**Exercise:** Copy out, from the entries below, each line that holds the string "instance".

───── Input ─────

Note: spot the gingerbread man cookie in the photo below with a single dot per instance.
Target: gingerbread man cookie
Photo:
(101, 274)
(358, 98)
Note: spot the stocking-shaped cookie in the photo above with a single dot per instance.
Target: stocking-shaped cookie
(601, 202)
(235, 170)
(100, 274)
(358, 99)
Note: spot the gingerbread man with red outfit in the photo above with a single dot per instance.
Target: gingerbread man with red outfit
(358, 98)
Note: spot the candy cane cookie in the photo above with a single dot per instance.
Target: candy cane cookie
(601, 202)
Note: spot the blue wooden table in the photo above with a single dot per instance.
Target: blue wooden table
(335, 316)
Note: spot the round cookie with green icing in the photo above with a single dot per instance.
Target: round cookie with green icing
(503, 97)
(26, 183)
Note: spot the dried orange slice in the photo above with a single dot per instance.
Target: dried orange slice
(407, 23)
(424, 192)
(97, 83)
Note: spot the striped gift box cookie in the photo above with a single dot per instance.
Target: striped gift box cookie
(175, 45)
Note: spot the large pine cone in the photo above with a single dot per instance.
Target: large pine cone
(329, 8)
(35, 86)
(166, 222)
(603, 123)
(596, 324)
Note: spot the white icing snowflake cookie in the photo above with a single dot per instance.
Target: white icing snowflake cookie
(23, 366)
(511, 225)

─────

**Output of the task:**
Note: spot the gingerbread man cookie in the photo below with a single dot per instance.
Note: spot the stocking-shaped cookie in the photo above with a single dot per instance.
Note: spot the gingerbread man with red outfit in the photo above with a single dot per instance.
Note: spot the candy cane cookie in the photo above with a single dot per instance.
Note: spot the blue wooden table in the photo above with a single dot per instance.
Note: spot the round cookie with green icing in the photo above with a single dot per instance.
Note: spot the dried orange slice in the photo above with a single dot per instance.
Note: spot the striped gift box cookie in the photo above with a single dot per instance.
Note: spot the large pine cone in the photo above with a single dot per instance.
Note: spot the white icing snowflake cookie in the photo above with a single dot per instance.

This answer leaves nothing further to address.